[start DATA SECTION]

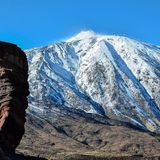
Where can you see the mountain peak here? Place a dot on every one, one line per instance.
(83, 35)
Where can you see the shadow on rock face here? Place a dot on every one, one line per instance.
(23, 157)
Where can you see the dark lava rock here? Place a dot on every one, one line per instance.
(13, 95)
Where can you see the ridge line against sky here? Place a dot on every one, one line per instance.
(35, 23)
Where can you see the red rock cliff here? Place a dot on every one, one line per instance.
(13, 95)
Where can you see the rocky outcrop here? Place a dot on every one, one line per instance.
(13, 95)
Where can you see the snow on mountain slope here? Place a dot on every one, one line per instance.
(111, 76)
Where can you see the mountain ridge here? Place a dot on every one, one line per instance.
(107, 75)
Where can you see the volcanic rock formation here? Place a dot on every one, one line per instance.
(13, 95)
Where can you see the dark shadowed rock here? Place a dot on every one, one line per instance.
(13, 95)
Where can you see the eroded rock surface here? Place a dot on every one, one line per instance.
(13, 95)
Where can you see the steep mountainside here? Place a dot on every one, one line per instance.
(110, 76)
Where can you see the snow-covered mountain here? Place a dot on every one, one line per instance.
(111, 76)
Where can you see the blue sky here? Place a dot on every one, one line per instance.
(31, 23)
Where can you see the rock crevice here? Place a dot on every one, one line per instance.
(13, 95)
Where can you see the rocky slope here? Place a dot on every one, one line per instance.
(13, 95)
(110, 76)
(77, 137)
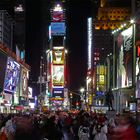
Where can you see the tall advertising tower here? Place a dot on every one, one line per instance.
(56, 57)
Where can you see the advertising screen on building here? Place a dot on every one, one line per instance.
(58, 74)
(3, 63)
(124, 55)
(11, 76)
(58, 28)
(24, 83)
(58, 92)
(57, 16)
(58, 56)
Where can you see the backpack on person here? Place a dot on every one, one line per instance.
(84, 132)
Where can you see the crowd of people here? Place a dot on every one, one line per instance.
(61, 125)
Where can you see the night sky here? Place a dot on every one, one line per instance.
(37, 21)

[end DATA SECTION]

Copy the whole listing above word for word but do not carry over the pictures.

> OUTPUT
Where can you see the mountain peak here? Place a dot on every one, one line per instance.
(83, 35)
Where can you see the shadow on rock face here? Place a dot on every one, one line per instance.
(23, 157)
Where can you see the dark lava rock here? Place a dot on every one, one line per instance.
(13, 95)
Where can you see the ridge line against sky here? Place a dot on every one, one line per instance.
(35, 23)
Where can you see the red rock cliff here? Place a dot on every one, one line per instance.
(13, 95)
Where can you see the rocky outcrop here? Place a dot on every one, one line per instance.
(13, 95)
Where can you see the snow on mountain slope here? Place a dot on every one, one line per instance.
(111, 76)
Where can you see the mountain ridge here? Place a dot on every one, one line per instance.
(107, 75)
Where can you see the volcanic rock formation here? Place a dot on every one, one line per instance.
(13, 95)
Where can you see the dark shadowed rock here? Place a dot on every one, one line per instance.
(13, 95)
Where can you see the eroded rock surface here? Place a dot on every one, one line per instance.
(13, 95)
Where can you see the steep mountainside here? Place a dot on every one, one line per instance.
(110, 76)
Where can you see the snow-covered mountain here? Place a dot on every one, one line per instance.
(111, 76)
Where can you see the blue sky here? Place a dot on every one, one line per instance.
(31, 23)
Where can you see the rock crevice here? Place a dot on every one, one line per instance.
(13, 95)
Where can you see the rocky slope here? Place a dot on every one, one line per instance.
(13, 95)
(110, 76)
(77, 137)
Where can you see the tall advertising tower here? Place a dot on every one, one line per instance.
(56, 57)
Where can you see the advertising screen on building here? Place a dot on every one, one line per instance.
(58, 74)
(3, 63)
(124, 55)
(11, 76)
(58, 28)
(24, 83)
(58, 92)
(57, 16)
(58, 56)
Where can you see the backpack on person here? Place a dot on every one, one line per instance.
(84, 132)
Where can you see the crowd of people here? Place a dot on every one, one line per instance.
(61, 125)
Where can you see the night sky here? Place a dot on every one, one line per instance.
(37, 21)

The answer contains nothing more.